Part of a data file

------

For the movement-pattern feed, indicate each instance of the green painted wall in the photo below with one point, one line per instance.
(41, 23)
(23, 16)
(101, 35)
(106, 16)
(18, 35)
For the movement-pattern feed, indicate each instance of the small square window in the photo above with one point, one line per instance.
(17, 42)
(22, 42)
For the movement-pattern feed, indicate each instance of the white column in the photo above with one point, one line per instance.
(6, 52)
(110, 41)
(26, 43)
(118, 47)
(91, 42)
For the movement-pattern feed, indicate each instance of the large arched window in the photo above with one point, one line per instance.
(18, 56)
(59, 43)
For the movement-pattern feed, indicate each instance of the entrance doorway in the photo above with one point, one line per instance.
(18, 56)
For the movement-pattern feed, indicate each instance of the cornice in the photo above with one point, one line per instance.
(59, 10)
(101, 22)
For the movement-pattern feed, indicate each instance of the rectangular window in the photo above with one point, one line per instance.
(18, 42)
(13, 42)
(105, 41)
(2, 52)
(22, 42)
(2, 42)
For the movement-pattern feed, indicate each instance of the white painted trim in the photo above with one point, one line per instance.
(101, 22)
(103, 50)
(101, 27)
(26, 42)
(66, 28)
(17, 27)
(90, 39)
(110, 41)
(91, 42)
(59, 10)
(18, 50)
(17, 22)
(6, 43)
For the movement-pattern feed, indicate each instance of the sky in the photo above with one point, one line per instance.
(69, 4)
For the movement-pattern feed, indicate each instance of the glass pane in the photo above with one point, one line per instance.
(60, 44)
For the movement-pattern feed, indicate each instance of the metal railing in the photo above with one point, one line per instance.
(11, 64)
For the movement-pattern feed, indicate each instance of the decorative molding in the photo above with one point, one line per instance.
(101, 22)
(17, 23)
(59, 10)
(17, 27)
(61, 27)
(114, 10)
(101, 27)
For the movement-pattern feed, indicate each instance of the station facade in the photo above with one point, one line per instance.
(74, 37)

------

* Task to complete
Print the complete listing again, exactly as it stands.

* Problem solution
For the movement-pattern feed, indicate each instance of the green painted wall in the photo below with one point, one line per instance.
(41, 23)
(23, 16)
(101, 35)
(106, 16)
(18, 35)
For the movement-pattern feed, indicate each instance of the small square window in the photo above with one point, one line per instance.
(17, 42)
(22, 42)
For the movement-pattern feed, indicate each instance of the white column in the photo above with one point, one line per instance.
(6, 52)
(110, 41)
(26, 43)
(118, 47)
(91, 42)
For the movement-pattern feed, indicate each instance of the large arched window in the photo above with one point, one line per instance.
(18, 56)
(59, 43)
For the movement-pattern feed, indicate each instance of the entrance doorway in the photo above with one point, one line per instance.
(18, 56)
For the movement-pattern feed, indicate each instance of the cornice in the photo above with one point, one line per instance.
(59, 10)
(101, 22)
For the movement-pattern feed, indicate each instance of the rectangular window in the photo above with one point, one line per instance.
(18, 42)
(13, 42)
(105, 41)
(2, 52)
(22, 42)
(2, 42)
For the movement-pattern feed, indicate each instance of the white painted trim in the photo above with one point, one line per instance.
(101, 22)
(103, 50)
(101, 27)
(26, 42)
(66, 28)
(17, 27)
(90, 39)
(110, 41)
(91, 42)
(59, 10)
(18, 50)
(17, 22)
(6, 43)
For the movement-pattern feed, indicate each instance of the sky in the photo above with one point, one line per instance.
(69, 4)
For the movement-pattern feed, indicate each instance of the glass pane in the photo above with one point, one line per instance.
(60, 44)
For the movement-pattern feed, indicate each instance of the metal railing in the photo above with one point, one line per instance.
(11, 64)
For the movement-pattern feed, indicate each instance of the decorative molding in the photo above with one point, one line per instance.
(101, 22)
(17, 23)
(59, 10)
(17, 27)
(61, 27)
(114, 10)
(101, 27)
For the movement-pattern feed, indicate each instance of the station facade in the photo above with one point, one line per instance.
(74, 37)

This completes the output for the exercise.